■ What is asked
From the line with "Target: gutter" down to the final line of the material below, quote every line exactly and leave out all lines before it.

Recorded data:

○ ○ ○

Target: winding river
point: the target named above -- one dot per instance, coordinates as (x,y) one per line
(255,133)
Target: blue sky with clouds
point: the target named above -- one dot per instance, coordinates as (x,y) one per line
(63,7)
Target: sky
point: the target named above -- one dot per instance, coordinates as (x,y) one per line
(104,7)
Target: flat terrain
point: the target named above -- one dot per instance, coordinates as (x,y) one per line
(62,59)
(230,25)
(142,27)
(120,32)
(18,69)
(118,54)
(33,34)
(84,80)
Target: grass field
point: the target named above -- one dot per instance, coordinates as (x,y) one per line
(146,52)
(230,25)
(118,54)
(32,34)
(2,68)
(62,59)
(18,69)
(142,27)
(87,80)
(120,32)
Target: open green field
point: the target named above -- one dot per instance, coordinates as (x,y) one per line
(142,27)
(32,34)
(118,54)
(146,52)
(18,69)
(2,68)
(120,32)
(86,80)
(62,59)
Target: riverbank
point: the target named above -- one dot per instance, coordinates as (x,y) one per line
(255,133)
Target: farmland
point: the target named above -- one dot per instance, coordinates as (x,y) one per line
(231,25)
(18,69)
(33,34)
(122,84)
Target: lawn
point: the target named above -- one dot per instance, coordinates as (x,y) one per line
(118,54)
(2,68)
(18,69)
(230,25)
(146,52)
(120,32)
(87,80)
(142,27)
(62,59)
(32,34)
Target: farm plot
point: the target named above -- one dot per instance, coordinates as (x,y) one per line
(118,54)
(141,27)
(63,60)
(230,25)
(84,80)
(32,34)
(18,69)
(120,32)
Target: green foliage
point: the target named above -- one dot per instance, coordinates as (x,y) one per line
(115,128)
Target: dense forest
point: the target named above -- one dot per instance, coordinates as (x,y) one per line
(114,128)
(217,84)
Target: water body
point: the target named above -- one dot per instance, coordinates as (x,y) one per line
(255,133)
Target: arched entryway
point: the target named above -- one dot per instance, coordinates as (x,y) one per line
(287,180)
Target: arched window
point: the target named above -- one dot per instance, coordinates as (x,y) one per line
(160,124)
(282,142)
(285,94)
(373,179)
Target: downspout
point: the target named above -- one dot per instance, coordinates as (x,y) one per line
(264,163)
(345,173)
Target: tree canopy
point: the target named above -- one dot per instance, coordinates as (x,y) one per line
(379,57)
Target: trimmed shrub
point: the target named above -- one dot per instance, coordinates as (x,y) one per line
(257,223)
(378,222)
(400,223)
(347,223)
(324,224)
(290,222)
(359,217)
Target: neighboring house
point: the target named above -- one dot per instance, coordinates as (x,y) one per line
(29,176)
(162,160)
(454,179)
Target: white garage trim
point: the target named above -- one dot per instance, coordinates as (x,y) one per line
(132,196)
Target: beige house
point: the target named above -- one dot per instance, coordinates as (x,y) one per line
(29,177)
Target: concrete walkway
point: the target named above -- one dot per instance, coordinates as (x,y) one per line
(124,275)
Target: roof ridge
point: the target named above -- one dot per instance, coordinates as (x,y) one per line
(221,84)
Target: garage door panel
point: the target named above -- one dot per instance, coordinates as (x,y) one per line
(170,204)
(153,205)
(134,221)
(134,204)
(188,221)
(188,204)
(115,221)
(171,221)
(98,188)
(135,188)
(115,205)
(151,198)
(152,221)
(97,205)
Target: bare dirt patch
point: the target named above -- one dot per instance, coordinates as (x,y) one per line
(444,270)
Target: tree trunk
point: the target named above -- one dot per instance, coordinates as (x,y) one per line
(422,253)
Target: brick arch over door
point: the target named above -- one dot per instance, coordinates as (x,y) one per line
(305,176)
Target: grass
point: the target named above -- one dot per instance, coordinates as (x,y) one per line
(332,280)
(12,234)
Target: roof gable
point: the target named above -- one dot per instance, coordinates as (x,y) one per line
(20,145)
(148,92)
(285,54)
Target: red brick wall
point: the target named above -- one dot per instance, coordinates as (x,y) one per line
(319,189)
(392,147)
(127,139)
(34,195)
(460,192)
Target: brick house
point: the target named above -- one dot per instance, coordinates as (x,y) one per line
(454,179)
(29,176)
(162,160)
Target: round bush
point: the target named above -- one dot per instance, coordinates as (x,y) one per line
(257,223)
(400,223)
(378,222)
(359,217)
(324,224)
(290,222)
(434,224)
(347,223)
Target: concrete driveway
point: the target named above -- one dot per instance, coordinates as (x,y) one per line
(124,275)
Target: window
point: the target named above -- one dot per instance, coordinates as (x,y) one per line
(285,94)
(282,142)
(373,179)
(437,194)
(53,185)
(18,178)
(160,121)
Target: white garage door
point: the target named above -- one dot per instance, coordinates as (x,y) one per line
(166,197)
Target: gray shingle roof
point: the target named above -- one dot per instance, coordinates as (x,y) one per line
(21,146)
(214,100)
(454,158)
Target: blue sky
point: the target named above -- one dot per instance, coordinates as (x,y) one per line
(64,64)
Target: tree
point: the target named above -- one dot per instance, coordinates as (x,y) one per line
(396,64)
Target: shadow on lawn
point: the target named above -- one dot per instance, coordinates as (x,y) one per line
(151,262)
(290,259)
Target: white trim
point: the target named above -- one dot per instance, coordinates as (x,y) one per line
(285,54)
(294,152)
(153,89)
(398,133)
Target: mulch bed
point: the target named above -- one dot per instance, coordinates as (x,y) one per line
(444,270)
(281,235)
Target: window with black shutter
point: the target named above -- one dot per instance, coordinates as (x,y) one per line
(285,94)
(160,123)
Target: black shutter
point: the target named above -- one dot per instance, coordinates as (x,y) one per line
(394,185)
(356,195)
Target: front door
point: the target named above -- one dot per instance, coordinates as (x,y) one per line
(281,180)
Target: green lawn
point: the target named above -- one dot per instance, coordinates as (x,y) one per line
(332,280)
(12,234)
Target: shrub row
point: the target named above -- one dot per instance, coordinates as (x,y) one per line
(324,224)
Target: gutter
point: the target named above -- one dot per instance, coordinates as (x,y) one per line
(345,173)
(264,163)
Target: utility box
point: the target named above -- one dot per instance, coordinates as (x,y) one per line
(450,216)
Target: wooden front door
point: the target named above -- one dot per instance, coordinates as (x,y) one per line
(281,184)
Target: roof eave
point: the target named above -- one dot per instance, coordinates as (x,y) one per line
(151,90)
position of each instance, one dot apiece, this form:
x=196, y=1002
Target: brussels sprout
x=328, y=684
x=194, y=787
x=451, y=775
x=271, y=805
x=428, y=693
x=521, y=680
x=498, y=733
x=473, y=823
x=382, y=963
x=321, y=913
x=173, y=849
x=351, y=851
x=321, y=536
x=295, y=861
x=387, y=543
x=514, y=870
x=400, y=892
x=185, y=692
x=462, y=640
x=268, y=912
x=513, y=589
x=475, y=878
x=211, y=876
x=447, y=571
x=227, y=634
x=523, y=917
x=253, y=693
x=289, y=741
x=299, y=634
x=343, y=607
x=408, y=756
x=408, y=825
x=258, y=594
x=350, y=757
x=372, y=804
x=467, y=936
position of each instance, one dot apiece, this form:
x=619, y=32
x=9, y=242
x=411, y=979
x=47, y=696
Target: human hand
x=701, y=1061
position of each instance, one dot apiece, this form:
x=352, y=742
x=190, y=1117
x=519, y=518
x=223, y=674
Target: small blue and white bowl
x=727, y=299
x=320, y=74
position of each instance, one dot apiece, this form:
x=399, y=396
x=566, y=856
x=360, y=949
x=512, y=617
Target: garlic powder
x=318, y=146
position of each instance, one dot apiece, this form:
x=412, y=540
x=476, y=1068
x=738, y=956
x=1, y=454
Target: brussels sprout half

○ ○ ○

■ Task answer
Target: gutter
point: the target named above -- one dot per instance, coordinates as (x,y) one per line
(345,173)
(264,163)
Target: utility box
point: the target named above -- one dot per instance, coordinates as (x,y) one per line
(450,216)
Target: wooden front door
point: the target named above -- one dot per instance, coordinates as (x,y) one per line
(281,184)
Target: roof eave
point: the target named above -- one dot per instance, coordinates as (x,y) one per line
(151,90)
position of each instance, one dot apiece, this form:
x=196, y=1002
Target: brussels sprout
x=328, y=684
x=194, y=787
x=451, y=775
x=271, y=805
x=428, y=693
x=521, y=680
x=498, y=733
x=473, y=823
x=382, y=963
x=321, y=913
x=173, y=849
x=351, y=851
x=321, y=536
x=295, y=861
x=387, y=543
x=514, y=870
x=400, y=892
x=185, y=692
x=462, y=640
x=268, y=912
x=513, y=589
x=475, y=878
x=211, y=876
x=447, y=571
x=227, y=634
x=523, y=917
x=253, y=693
x=289, y=741
x=299, y=634
x=343, y=607
x=408, y=756
x=408, y=825
x=258, y=594
x=350, y=757
x=372, y=804
x=467, y=936
position of each instance, one dot apiece, this form:
x=619, y=32
x=9, y=242
x=411, y=979
x=47, y=696
Target: human hand
x=701, y=1061
position of each instance, one dot apiece, this form:
x=352, y=742
x=190, y=1117
x=519, y=518
x=223, y=674
Target: small blue and white bowl
x=727, y=299
x=320, y=74
position of each instance, one dot apiece, this form:
x=399, y=396
x=566, y=856
x=360, y=949
x=512, y=617
Target: garlic powder
x=318, y=146
position of each instance, one dot apiece, this form:
x=412, y=540
x=476, y=1068
x=738, y=956
x=1, y=454
Target: brussels sprout half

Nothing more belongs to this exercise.